## INSTRUCTIONS FOR THE TASK
Output the entries underneath exactly as they are.

## EXTRACTED ENTRIES
▼▼▼

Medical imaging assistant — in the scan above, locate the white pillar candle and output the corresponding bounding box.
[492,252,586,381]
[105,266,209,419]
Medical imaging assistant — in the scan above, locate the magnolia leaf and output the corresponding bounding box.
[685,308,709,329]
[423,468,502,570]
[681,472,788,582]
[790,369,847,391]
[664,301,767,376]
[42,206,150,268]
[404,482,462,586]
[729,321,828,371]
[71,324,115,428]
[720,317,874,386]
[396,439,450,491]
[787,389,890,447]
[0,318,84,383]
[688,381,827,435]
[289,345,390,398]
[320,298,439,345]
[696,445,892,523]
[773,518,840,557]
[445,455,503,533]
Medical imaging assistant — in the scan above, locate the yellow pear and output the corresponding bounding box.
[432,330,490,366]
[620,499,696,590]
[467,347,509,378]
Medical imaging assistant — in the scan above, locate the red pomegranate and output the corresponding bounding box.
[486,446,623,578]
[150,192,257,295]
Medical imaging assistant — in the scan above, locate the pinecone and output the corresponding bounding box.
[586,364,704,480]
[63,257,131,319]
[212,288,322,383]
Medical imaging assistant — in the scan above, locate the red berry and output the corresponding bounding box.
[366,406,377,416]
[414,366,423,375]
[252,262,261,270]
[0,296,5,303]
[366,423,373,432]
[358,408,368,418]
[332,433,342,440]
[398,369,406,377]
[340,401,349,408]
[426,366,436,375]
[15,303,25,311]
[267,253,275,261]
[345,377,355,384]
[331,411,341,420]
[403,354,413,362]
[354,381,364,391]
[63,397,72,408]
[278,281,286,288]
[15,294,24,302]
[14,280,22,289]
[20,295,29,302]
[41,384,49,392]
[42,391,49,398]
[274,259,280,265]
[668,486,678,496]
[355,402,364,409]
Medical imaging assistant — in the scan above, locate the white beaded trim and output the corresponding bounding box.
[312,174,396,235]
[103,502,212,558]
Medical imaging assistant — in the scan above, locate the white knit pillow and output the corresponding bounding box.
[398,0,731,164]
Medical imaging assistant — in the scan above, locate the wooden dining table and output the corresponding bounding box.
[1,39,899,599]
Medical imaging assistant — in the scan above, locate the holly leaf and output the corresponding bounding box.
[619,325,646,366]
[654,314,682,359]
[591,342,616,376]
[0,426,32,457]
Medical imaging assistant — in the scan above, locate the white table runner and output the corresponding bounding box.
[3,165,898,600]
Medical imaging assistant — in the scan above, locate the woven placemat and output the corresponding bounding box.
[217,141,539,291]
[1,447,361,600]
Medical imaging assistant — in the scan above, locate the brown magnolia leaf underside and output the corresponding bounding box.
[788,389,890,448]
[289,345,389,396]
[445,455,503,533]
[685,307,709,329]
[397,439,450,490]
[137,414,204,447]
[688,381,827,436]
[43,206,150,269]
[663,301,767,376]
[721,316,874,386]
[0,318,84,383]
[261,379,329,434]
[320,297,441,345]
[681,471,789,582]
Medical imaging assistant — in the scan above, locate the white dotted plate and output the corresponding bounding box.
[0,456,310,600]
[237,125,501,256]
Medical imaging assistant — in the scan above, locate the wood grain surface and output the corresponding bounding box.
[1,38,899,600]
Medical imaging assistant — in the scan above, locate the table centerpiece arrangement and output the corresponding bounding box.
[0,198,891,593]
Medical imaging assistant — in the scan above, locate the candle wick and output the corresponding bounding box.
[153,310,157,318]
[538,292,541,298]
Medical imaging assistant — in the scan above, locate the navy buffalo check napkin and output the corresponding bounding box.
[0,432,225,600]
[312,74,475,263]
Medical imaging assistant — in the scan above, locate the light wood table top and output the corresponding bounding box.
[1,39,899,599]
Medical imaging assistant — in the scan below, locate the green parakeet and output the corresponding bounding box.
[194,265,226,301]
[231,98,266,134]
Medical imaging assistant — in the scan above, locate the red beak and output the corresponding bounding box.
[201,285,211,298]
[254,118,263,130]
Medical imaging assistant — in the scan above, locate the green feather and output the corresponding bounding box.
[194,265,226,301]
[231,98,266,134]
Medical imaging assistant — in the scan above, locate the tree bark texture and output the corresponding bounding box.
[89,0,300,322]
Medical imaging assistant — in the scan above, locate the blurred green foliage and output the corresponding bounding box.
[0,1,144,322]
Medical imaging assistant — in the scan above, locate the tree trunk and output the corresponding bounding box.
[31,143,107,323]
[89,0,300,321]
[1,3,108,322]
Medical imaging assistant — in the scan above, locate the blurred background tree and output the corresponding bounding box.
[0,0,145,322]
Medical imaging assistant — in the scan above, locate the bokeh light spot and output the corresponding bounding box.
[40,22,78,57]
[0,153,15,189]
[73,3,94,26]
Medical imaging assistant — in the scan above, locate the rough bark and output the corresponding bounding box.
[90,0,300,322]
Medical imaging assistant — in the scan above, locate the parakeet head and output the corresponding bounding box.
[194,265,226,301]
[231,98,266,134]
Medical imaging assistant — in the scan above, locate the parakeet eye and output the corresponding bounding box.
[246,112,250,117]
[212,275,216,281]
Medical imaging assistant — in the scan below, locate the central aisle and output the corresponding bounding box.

▲▲▲

## TASK SOLUTION
Medical imaging assistant — in the scan above, locate the white pillar candle and output the corresponding bounding box.
[492,252,586,381]
[105,266,209,419]
Medical imaging assistant — in the scan above, locate the magnolia leaf and output the corresponding bounding box.
[685,308,709,329]
[423,468,502,570]
[681,472,788,582]
[790,369,847,391]
[664,301,767,376]
[42,206,150,268]
[404,482,462,586]
[729,321,828,371]
[71,324,115,428]
[720,317,874,386]
[396,439,450,491]
[787,389,890,447]
[0,318,84,383]
[688,381,827,435]
[289,345,390,398]
[320,298,439,345]
[696,445,892,523]
[773,518,840,557]
[445,455,503,533]
Medical imaging assistant — in the scan above, locate the yellow pear and output the corresponding bounding box.
[432,330,490,366]
[620,499,696,590]
[467,347,509,378]
Medical imaging assistant — in the scan above, locate the red pomegranate and output the corresponding bounding box.
[486,446,623,578]
[150,192,257,295]
Medical imaging assistant — in the scan above, locate the pinecone and output the corresponding bounding box.
[586,364,704,480]
[63,257,131,319]
[212,288,322,383]
Medical imaging assistant — in the scan above, locate the red berry and output the corresponding bounding box.
[366,406,377,416]
[414,366,423,375]
[252,262,261,270]
[0,296,5,303]
[366,423,373,432]
[358,408,368,418]
[332,433,342,440]
[398,369,406,377]
[340,401,349,408]
[426,366,436,375]
[15,303,25,311]
[267,253,275,261]
[345,377,355,384]
[331,411,341,420]
[403,354,413,362]
[354,381,364,391]
[63,397,72,408]
[278,281,286,288]
[15,294,24,302]
[14,280,22,289]
[20,295,29,302]
[41,384,49,392]
[42,391,49,398]
[274,259,280,265]
[668,486,678,496]
[355,402,364,409]
Medical imaging assistant — in the scan above, locate the white beaded trim and output the corresponding bounding box.
[312,174,396,235]
[103,502,212,558]
Medical imaging assistant — in the scan above, locate the white knit pillow and output the corresponding bounding box.
[398,0,731,164]
Medical imaging assistant — in the scan above, locate the wooden dining table and output the corresponding bounding box.
[1,39,899,599]
Medical imaging assistant — in the scan above, locate the holly leaf and output the corresponding bounding box.
[619,325,646,366]
[654,314,682,359]
[591,342,616,376]
[0,426,32,457]
Medical imaging assistant — in the scan above, locate the white table runner and output the corresponding bounding box.
[3,165,898,600]
Medical imaging assistant — in the scan above, locate the woven placemat and output the corresponding bounding box.
[217,141,539,291]
[1,447,361,600]
Medical imaging assistant — in the scan above, locate the brown magnolia leaf underside and output the corresponding bounding box.
[788,389,890,448]
[289,345,389,396]
[445,455,503,533]
[685,307,709,329]
[397,439,450,490]
[137,414,204,447]
[688,381,827,436]
[43,206,150,269]
[663,301,767,376]
[721,316,874,386]
[0,318,84,383]
[261,379,329,434]
[320,297,441,345]
[681,471,789,582]
Medical imaging assistant — in the scan above, locate the white dotted plate and output the corresponding bounding box.
[0,456,310,600]
[237,125,501,256]
Medical imaging assistant — in the scan above, locate the wood grain surface and output the corresponding bounding box.
[1,38,899,600]
Medical imaging assistant — in the scan above, locate the table centerpiece arrangement and output the corresponding bounding box.
[0,198,891,593]
Medical imaging assistant — in the scan above, locate the candle wick and output the corresponding bounding box.
[153,310,157,318]
[538,292,541,298]
Medical imaging assistant — in the scan above, locate the navy buffalo check napkin and output the corresponding bounding box.
[0,432,225,600]
[312,74,475,263]
Medical imaging assistant — in the scan above, locate the light wood table top and output the corresponding bounding box.
[1,39,899,599]
Medical imaging assistant — in the scan below, locate the green parakeet and output the corresponding bounding box.
[194,265,226,301]
[231,98,266,134]
Medical imaging assistant — in the scan above, locate the red beak and output the corresponding bounding box.
[201,285,211,298]
[254,118,263,130]
Medical imaging assistant — in the scan above, locate the green feather and output the corresponding bounding box.
[194,265,226,301]
[231,98,266,134]
Medical imaging assistant — in the scan above, locate the tree bark texture and output the corresponding bounding box.
[89,0,300,322]
Medical imaging assistant — in the scan above, locate the blurred green foliage and output the corresponding bounding box.
[0,1,144,322]
Medical imaging assistant — in the scan above, locate the tree trunk and output the corresponding bounding box.
[31,143,107,323]
[89,0,300,321]
[1,3,108,322]
Medical imaging assistant — in the scan above, locate the blurred background tree and output the corresponding bounding box.
[0,0,145,322]
Medical imaging assistant — in the scan above, locate the bokeh light spot and output the corresponding bounding box.
[40,22,78,57]
[0,153,15,189]
[73,3,94,26]
Medical imaging assistant — in the scan above, locate the rough bark and output the corresponding bounding box.
[90,0,300,322]
Medical imaging assistant — in the scan above, locate the parakeet head and output the corresponding bounding box.
[194,265,226,301]
[231,98,266,134]
Medical imaging assistant — in the scan above, locate the parakeet eye and output the corresponding bounding box.
[246,112,250,117]
[212,275,216,281]
Medical imaging assistant — in the scan below, locate the central aisle and output the corresponding bounding box.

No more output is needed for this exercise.